_Goal_. Return the records, each one exactly as written.

### Extracted material ###

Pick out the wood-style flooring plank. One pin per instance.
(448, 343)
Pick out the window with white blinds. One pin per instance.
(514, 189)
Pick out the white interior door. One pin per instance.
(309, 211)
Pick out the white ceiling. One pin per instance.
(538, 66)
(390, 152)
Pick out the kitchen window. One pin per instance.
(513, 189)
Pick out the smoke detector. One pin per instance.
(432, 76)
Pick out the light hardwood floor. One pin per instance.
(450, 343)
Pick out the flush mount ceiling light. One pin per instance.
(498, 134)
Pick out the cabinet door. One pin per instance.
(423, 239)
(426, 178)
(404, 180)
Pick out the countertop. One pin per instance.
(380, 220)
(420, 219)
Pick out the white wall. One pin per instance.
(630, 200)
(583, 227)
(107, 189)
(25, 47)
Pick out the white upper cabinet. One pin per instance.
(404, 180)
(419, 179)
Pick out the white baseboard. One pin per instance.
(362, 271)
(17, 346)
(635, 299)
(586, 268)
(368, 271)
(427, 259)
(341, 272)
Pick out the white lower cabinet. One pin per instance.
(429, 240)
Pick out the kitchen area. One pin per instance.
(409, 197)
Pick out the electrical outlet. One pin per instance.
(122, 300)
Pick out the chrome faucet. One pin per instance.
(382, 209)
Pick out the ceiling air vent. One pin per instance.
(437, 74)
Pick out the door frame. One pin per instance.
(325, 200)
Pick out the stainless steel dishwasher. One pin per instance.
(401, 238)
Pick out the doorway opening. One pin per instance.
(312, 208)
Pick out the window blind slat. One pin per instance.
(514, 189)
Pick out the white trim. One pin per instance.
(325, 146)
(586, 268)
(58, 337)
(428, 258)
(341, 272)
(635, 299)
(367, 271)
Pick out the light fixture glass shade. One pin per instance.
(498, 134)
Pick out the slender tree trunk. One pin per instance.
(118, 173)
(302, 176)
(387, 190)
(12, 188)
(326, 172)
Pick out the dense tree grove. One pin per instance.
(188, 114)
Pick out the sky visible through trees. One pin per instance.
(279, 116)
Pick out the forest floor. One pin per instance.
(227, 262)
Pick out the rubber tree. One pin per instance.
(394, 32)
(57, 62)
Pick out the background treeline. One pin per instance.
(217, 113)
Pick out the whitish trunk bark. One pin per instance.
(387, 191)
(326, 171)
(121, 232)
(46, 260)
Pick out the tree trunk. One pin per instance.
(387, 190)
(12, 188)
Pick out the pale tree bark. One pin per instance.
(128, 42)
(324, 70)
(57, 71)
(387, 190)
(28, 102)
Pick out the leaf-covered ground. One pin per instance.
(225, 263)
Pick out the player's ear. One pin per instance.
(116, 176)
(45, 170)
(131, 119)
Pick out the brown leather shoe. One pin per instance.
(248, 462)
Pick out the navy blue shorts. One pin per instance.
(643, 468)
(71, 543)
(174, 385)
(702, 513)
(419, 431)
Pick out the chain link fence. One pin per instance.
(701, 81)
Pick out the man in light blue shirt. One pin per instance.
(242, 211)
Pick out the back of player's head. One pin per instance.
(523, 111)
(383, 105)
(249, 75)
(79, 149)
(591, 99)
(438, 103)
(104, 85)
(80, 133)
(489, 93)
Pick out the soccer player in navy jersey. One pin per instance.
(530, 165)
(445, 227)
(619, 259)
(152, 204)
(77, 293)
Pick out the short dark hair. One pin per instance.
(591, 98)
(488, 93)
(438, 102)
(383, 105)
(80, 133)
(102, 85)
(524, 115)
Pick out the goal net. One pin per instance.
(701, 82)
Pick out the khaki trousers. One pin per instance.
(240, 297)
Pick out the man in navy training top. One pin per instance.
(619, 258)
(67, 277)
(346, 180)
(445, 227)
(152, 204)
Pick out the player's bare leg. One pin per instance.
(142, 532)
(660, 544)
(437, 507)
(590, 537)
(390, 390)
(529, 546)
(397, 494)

###

_Exercise output_.
Pick out the wood-style flooring plank. One pin per instance.
(448, 343)
Pick out the window with white blinds. One pin per instance.
(514, 189)
Pick out the white interior door. One pin per instance.
(309, 211)
Pick out the white ceiling. One pin per instance.
(538, 66)
(390, 152)
Pick out the kitchen window. One pin per instance.
(513, 189)
Pick out the smoke detector. One pin per instance.
(432, 76)
Pick out the light hardwood floor. One pin per instance.
(450, 343)
Pick out the flush mount ceiling light. One pin per instance.
(498, 134)
Pick out the cabinet door. One pin per instance.
(423, 239)
(426, 178)
(404, 180)
Pick out the countertop. One pin per instance.
(380, 220)
(420, 219)
Pick out the white wall. One pin per instance.
(630, 200)
(583, 227)
(107, 189)
(25, 47)
Pick out the white upper cabinet. One pin per instance.
(404, 180)
(419, 179)
Pick out the white baseboard. One pin per instance.
(362, 271)
(17, 346)
(635, 299)
(586, 268)
(368, 271)
(427, 259)
(341, 272)
Pick out the white lower cabinet. One pin per instance.
(429, 240)
Pick out the kitchen area. One pin per instance.
(409, 197)
Pick out the electrical outlet. One pin per instance.
(122, 300)
Pick out the chrome faucet. One pin per instance.
(382, 209)
Pick out the ceiling air vent. One pin per instance.
(437, 74)
Pick out the door frame. One pin per instance.
(325, 200)
Pick out the stainless steel dishwasher. One pin per instance.
(401, 238)
Pick out the doorway opening. One pin per instance.
(312, 208)
Pick out the window blind slat. One pin per instance.
(514, 189)
Pick out the white trim. One pin per instance.
(325, 146)
(586, 268)
(58, 337)
(428, 258)
(341, 272)
(635, 299)
(367, 271)
Pick out the light fixture glass shade. One pin per instance.
(498, 134)
Pick out the slender tree trunk. One pin per instance.
(118, 173)
(302, 176)
(387, 190)
(12, 188)
(326, 172)
Pick out the dense tree grove. One pin per instance.
(188, 114)
Pick out the sky visible through trees. One pin per instance.
(279, 116)
Pick out the forest floor. One pin per instance.
(227, 262)
Pick out the rubber tree. One pin per instance.
(394, 32)
(57, 62)
Pick out the background treeline. One pin per instance.
(217, 113)
Pick out the whitish trunk bark. One pin per instance.
(387, 191)
(326, 171)
(121, 232)
(46, 260)
Pick out the tree trunk. One pin per instance.
(387, 190)
(12, 188)
Pick out the pale tree bark. One pin per instance.
(128, 42)
(324, 70)
(57, 71)
(387, 190)
(28, 102)
Pick out the leaf-covered ground. One pin per instance.
(225, 263)
Pick out the player's ear. One pin per instance.
(116, 176)
(45, 170)
(131, 119)
Pick out the brown leather shoe. One pin per instance.
(248, 462)
Pick out the navy blue shorts. One pin per instance.
(643, 468)
(71, 543)
(174, 385)
(702, 513)
(419, 431)
Pick out the chain link fence. One pin per instance.
(701, 81)
Pick out the man in light blue shirt. One pin per instance.
(242, 211)
Pick out the back of player's head. One pin per instance.
(523, 111)
(383, 105)
(249, 75)
(79, 149)
(591, 99)
(438, 103)
(104, 85)
(80, 133)
(489, 93)
Pick out the soccer player in navy jersey. One pin per instance.
(530, 165)
(445, 227)
(619, 259)
(152, 204)
(77, 293)
Pick out the short dark hair. One pin per instance.
(591, 98)
(488, 93)
(438, 102)
(383, 105)
(80, 133)
(102, 85)
(524, 115)
Pick out the goal net. One pin per instance.
(701, 82)
Pick out the khaki trousers. One pin per instance.
(240, 297)
Pick out the man in navy training top. One pin per instance.
(619, 258)
(67, 277)
(346, 180)
(445, 227)
(152, 204)
Pick out the player's bare leg. One pin per instance.
(142, 532)
(660, 544)
(437, 507)
(590, 537)
(390, 390)
(529, 546)
(397, 494)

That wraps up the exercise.